***** Data

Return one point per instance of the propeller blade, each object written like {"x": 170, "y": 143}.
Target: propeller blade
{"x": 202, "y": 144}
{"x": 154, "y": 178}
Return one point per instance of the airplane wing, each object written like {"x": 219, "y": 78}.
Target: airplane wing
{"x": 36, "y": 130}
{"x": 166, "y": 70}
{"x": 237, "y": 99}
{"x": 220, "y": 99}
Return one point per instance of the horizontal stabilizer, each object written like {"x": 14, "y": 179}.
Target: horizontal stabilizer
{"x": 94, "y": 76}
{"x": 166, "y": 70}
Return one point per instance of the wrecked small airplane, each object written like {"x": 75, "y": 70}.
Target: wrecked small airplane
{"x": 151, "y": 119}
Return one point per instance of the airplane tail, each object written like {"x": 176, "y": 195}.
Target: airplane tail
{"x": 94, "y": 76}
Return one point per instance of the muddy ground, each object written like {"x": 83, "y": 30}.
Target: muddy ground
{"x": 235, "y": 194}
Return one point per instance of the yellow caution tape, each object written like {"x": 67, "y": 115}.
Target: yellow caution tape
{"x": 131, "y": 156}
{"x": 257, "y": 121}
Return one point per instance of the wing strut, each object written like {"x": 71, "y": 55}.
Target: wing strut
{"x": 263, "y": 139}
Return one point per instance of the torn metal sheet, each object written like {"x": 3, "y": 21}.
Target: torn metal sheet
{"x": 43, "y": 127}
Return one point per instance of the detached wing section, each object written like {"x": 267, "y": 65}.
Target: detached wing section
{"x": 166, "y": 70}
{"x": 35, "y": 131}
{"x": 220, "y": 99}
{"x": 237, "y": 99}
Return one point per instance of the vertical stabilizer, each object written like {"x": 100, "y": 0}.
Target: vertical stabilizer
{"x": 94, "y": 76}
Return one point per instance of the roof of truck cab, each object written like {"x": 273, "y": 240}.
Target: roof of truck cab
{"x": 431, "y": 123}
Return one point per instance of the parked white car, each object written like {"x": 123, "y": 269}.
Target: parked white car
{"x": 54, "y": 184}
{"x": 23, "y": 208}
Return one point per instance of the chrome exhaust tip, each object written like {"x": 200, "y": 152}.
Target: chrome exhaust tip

**********

▸ **Short task**
Rewrite all of the lines above with "airplane wing" changed to "aircraft wing" wherever it occurs, keeping everything else the same.

▸ **Full solution**
Return one point per instance of the propeller blade, each object written like {"x": 170, "y": 143}.
Target: propeller blade
{"x": 202, "y": 144}
{"x": 154, "y": 178}
Return one point per instance of the aircraft wing, each object written like {"x": 219, "y": 78}.
Target: aircraft wing
{"x": 36, "y": 130}
{"x": 166, "y": 70}
{"x": 237, "y": 99}
{"x": 220, "y": 99}
Return one point per instance of the horizontal stabilizer, each object written like {"x": 14, "y": 179}.
Target: horizontal stabilizer
{"x": 94, "y": 76}
{"x": 166, "y": 70}
Return one point per instance of the wrecked small airplane, each object written like {"x": 75, "y": 70}.
Target: wrecked small airplane
{"x": 151, "y": 119}
Return one point per instance of the airplane tail, each object written like {"x": 176, "y": 195}.
Target: airplane tail
{"x": 94, "y": 76}
Return one point per instance of the muddy ground, each object written like {"x": 83, "y": 30}.
Target: muddy ground
{"x": 235, "y": 194}
Return one point per instance of the yellow caution tape, each object written like {"x": 67, "y": 115}.
Target: yellow caution tape
{"x": 131, "y": 156}
{"x": 257, "y": 121}
Return one point per instance of the wing strut, each object written like {"x": 71, "y": 55}.
Target: wing strut
{"x": 263, "y": 139}
Return one point per instance of the torn metal sheet, each object written like {"x": 3, "y": 21}.
Target: torn metal sheet
{"x": 43, "y": 127}
Return one point per instance of the detached wing section, each object written like {"x": 267, "y": 65}.
Target: detached wing section
{"x": 166, "y": 70}
{"x": 35, "y": 131}
{"x": 220, "y": 99}
{"x": 237, "y": 99}
Return one point per instance of the vertical stabilizer, each object written like {"x": 100, "y": 0}.
Target: vertical stabilizer
{"x": 94, "y": 76}
Return one point per instance of the roof of truck cab, each object written like {"x": 273, "y": 240}.
Target: roof of truck cab
{"x": 431, "y": 123}
Return one point per instance of the parked white car, each object written like {"x": 123, "y": 269}.
Target: parked white car
{"x": 54, "y": 184}
{"x": 23, "y": 208}
Return one point per instance of the chrome exhaust tip, each object written like {"x": 200, "y": 152}.
Target: chrome exhaust tip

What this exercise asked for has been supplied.